Start of Exercise input

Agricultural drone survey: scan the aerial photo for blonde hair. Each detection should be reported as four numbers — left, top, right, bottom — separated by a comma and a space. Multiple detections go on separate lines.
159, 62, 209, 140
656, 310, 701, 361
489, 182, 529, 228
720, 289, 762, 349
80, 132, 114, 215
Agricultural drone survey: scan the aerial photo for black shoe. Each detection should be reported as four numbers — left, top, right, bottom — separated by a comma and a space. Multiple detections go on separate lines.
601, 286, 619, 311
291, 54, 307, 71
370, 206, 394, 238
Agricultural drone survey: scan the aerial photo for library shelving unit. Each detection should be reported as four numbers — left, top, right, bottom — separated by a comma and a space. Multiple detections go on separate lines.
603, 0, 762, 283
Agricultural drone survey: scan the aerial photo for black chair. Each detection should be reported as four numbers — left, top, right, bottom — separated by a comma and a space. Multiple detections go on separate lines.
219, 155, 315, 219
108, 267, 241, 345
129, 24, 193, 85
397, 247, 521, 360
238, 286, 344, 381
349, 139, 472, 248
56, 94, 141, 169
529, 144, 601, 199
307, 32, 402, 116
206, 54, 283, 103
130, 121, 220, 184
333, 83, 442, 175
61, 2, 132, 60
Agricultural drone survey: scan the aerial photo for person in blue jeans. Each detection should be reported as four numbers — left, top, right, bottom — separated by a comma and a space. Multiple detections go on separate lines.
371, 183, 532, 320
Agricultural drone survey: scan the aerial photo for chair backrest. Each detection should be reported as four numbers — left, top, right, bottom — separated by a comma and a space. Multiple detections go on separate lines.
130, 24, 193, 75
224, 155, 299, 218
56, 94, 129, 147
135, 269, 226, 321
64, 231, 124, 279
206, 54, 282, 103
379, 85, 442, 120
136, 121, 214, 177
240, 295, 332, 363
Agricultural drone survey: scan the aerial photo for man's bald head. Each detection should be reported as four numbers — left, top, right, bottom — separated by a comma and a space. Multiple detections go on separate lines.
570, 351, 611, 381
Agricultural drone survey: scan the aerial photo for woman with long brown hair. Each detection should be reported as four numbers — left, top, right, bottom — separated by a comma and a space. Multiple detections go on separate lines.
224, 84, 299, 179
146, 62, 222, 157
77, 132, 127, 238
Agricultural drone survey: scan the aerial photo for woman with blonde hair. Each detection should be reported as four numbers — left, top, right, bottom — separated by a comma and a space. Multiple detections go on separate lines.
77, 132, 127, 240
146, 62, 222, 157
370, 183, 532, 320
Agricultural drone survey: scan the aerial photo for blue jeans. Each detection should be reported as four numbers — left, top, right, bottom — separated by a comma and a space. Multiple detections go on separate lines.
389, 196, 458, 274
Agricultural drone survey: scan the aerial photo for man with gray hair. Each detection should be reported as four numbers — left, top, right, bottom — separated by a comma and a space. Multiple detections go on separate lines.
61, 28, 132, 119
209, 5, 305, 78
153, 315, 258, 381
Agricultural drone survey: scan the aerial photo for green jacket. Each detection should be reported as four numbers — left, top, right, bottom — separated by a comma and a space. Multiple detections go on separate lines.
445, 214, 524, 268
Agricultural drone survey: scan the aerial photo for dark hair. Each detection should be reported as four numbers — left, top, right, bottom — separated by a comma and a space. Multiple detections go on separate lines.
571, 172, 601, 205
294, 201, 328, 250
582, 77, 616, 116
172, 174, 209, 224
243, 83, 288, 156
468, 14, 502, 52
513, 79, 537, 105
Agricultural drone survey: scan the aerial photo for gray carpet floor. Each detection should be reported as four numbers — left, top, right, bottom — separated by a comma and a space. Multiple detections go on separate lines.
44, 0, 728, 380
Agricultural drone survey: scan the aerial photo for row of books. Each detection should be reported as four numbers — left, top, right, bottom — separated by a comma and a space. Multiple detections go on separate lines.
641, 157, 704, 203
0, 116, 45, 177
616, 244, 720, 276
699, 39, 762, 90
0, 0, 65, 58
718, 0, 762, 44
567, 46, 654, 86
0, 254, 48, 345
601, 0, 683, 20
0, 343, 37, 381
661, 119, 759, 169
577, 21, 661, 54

End of Exercise input

*Your goal*:
Copy the lines above word for word, everything from the very first line down to the line containing "371, 183, 532, 320", with both ends included.

*Written solution*:
Agricultural drone survey: scan the aerial photo for blonde hair. Each detection should be reported as four numbers — left, top, right, bottom — separated by a comma and a space. Multiple detections go on separate lines.
159, 62, 209, 140
656, 310, 701, 361
489, 182, 529, 228
720, 289, 762, 349
80, 132, 114, 215
Agricultural drone survey: scan the aerial photo for black shoe. Each detection should be reported as four numbers — left, top, right, bottom — separated by a comma and a space. Multiple detections go on separate lines.
601, 286, 619, 311
291, 54, 307, 71
370, 206, 394, 238
Agricultural drone survey: scan the aerial photo for library shelving unit. Each detection should be reported as four numbers — left, top, right, bottom — separated by a comma and a space. Multiple detections go on separate lines.
603, 0, 762, 283
Agricultural drone survey: scan the aerial photo for black chair. Each detection should be reported as four numbers — left, top, right, bottom — separated by a comma and a space. Multiple detections go on separate lines.
219, 155, 315, 219
108, 267, 241, 345
129, 24, 193, 85
397, 247, 521, 360
238, 286, 344, 381
349, 139, 472, 248
56, 94, 141, 169
529, 144, 601, 199
307, 32, 402, 116
206, 54, 283, 103
130, 121, 220, 184
333, 83, 442, 175
61, 2, 132, 60
Agricultural drone survey: scan the aerial photo for person in blue jeans. Each detection should be reported as four numbers — left, top, right, bottom — separated by a comma and a space. Multiple detections go on separate lines.
371, 183, 532, 320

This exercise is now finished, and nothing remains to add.